◆ **Quoted passage**
★ ★ ★ ★

How To Treat a Torn Meniscus

Calendar April 10, 2015
How To Treat a Torn Meniscus

knee mri

I am a 32 year old male who injured his knee in high school weightlifting (squats). It went un-diagnosed until this last week. MRI results revealed a torn meniscus (the exterior), and osteoarthritis. My orthopedic doctor has recommended Euflexxa to manage the OA and prolong the life of my knee before surgery (hopefully) decades down the line. He also recommended PT for strengthening and stability exercises.

I am physically active- running, HIIT, weightlifting (avoid heavy squats), yoga. My knee is not usually a problem- no prolonged pain, some discomfort or swelling after strenuous activity. The major problem occurs only occasionally. Lateral or twisting movements or awkward positions (sitting cross-legged or “Indian style”), can cause the joint to slip, requiring me to lock my knee out, or pull it in, to realign the joint. This is generally only mildly painful, but about a month ago, it wouldn’t realign and caused rather severe pain for 1-2 days. This prompted the doctor visit and subsequent MRI.

★ ★ ★ ★

◆ **Action item A**
List the physical activities that the writer of the torn meniscus post says they take part in.
◆ **Action item B**
Continue the torn meniscus post, starting after its final sentence.

★ ★ ★ ★

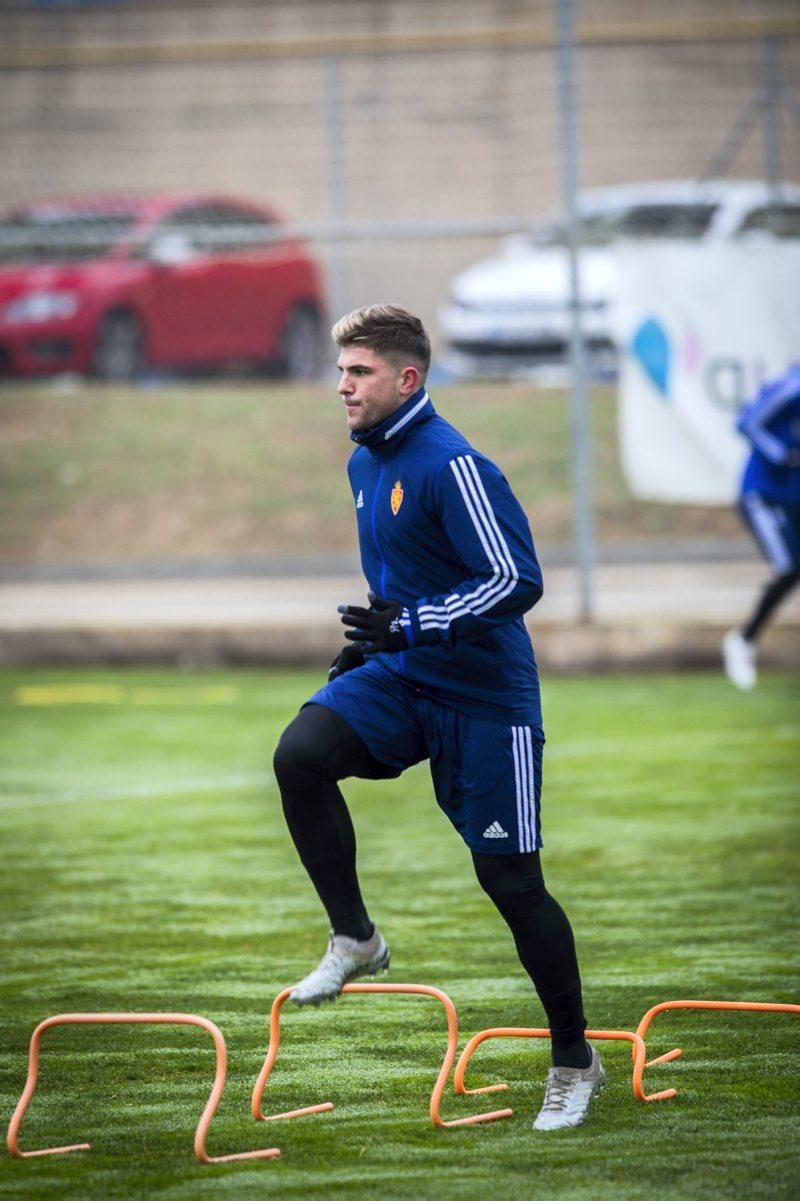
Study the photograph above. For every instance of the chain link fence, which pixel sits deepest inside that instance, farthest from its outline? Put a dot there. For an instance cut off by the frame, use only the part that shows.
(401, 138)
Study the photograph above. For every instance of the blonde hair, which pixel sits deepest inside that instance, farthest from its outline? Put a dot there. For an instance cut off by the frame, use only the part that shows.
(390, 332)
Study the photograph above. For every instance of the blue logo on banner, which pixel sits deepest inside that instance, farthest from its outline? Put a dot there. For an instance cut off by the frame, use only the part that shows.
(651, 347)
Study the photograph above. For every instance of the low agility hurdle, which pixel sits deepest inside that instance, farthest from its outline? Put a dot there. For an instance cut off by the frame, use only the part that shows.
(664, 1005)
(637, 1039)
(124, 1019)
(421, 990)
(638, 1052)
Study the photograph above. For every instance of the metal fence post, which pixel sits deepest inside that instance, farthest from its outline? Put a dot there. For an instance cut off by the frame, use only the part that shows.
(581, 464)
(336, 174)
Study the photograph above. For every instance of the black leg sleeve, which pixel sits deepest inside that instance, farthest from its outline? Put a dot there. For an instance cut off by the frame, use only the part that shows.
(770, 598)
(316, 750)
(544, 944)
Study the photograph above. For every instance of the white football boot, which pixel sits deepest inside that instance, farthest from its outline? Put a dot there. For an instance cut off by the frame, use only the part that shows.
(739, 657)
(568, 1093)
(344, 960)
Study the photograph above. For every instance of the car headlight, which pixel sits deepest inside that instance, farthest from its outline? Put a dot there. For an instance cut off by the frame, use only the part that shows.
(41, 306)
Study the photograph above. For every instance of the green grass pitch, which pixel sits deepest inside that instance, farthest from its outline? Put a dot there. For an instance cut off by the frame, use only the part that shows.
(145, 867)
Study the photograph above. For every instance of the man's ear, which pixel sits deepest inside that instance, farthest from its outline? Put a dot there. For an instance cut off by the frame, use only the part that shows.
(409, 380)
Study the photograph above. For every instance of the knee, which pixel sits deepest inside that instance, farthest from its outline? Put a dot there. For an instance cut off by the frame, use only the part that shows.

★ ★ ★ ★

◆ **Your response A**
Running, HIIT, weightlifting (avoiding heavy squats), yoga

◆ **Your response B**
So my question is, essentially, concerning the recommended treatments. Is Euflexxa right for someone my age and condition (I do not have daily pain/discomfort)? I thought perhaps a brace would be sufficient, since my main concern is with the stability, and I just wanted to be active without the threat of the joint popping out – though the presence of OA complicates things. At this point, should I be most concerned with protecting the joint from OA? Are there alternative treatments that will allow me to stay active?

-Matthew W. from Raleigh, NC

Dr. Foreman Says: My treatment plan would be different. You have a mechanical problem in your knee that can be fixed – the meniscus tear. I would do arthroscopic surgery first, anticipating this would take care of most of your instability issues. Whatever symptoms remained – probably not a lot – would be arthritic and could be managed with medication/injections/bracing. By the way, there is absolutely no evidence that Euflexxa injections – or any of the viscosupplementation injections – prolong the life of an arthritic knee. They can be helpful in reducing pain, swelling, stiffness, etc.